• [WHAT IS BEING ASKED] Each line of the listing that includes the string "headstone" needs to be located and copied.

• [RAW DATA]
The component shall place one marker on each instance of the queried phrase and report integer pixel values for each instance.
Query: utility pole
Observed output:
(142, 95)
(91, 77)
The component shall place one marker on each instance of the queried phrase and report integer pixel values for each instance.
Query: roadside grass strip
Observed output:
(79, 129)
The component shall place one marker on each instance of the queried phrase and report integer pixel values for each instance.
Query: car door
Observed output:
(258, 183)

==

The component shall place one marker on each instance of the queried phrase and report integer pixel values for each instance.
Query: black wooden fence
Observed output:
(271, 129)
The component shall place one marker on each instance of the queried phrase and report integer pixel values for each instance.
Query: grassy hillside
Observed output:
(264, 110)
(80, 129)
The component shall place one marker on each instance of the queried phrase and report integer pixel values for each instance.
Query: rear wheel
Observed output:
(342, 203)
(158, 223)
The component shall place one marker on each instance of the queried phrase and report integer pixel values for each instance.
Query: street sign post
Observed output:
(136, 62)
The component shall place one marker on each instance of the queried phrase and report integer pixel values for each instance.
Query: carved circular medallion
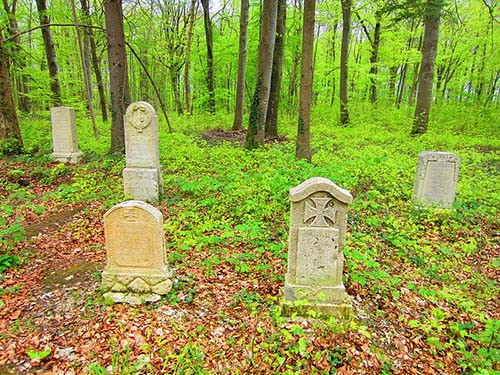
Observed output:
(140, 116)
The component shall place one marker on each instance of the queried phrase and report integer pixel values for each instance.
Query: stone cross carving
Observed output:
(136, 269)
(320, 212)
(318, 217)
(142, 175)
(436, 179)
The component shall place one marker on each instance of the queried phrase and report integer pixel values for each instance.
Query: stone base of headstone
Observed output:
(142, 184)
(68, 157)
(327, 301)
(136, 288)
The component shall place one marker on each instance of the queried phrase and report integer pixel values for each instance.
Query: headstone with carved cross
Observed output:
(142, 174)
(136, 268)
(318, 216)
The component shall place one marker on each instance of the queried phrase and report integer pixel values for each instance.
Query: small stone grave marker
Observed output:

* * *

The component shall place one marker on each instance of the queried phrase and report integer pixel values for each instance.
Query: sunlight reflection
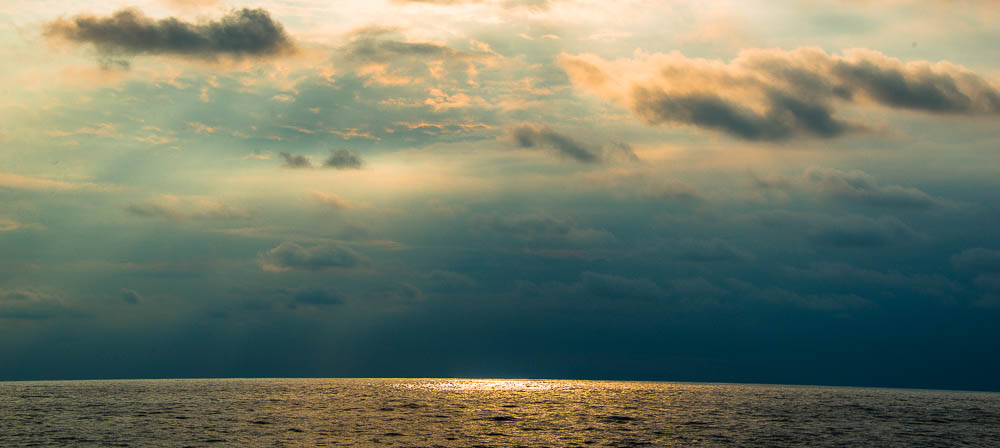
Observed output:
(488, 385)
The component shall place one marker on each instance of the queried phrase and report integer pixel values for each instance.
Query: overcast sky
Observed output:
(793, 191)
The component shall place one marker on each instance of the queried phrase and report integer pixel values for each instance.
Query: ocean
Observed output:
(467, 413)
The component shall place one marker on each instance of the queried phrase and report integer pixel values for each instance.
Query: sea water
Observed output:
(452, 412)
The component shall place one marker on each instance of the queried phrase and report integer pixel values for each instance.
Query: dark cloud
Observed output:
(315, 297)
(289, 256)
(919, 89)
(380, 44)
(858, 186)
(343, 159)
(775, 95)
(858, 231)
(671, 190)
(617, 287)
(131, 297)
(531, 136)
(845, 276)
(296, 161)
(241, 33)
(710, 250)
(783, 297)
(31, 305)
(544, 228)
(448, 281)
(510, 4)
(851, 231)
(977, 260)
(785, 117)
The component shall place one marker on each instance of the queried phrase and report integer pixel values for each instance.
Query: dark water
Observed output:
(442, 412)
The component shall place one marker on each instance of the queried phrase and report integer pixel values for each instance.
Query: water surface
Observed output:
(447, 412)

• [RESULT OF THE TASK]
Query: stone base of headstone
Query: headstone with carved cross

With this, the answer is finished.